■ What you should do
Can you update the listing below so that every "Localize" becomes "Find", with nothing else changed?

■ Records for processing
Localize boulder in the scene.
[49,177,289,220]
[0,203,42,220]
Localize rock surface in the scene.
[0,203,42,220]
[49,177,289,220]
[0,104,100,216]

■ Exercise solution
Find boulder in the scene.
[49,177,289,220]
[0,203,42,220]
Find rock surface in the scene.
[0,203,42,220]
[49,177,289,220]
[0,104,100,216]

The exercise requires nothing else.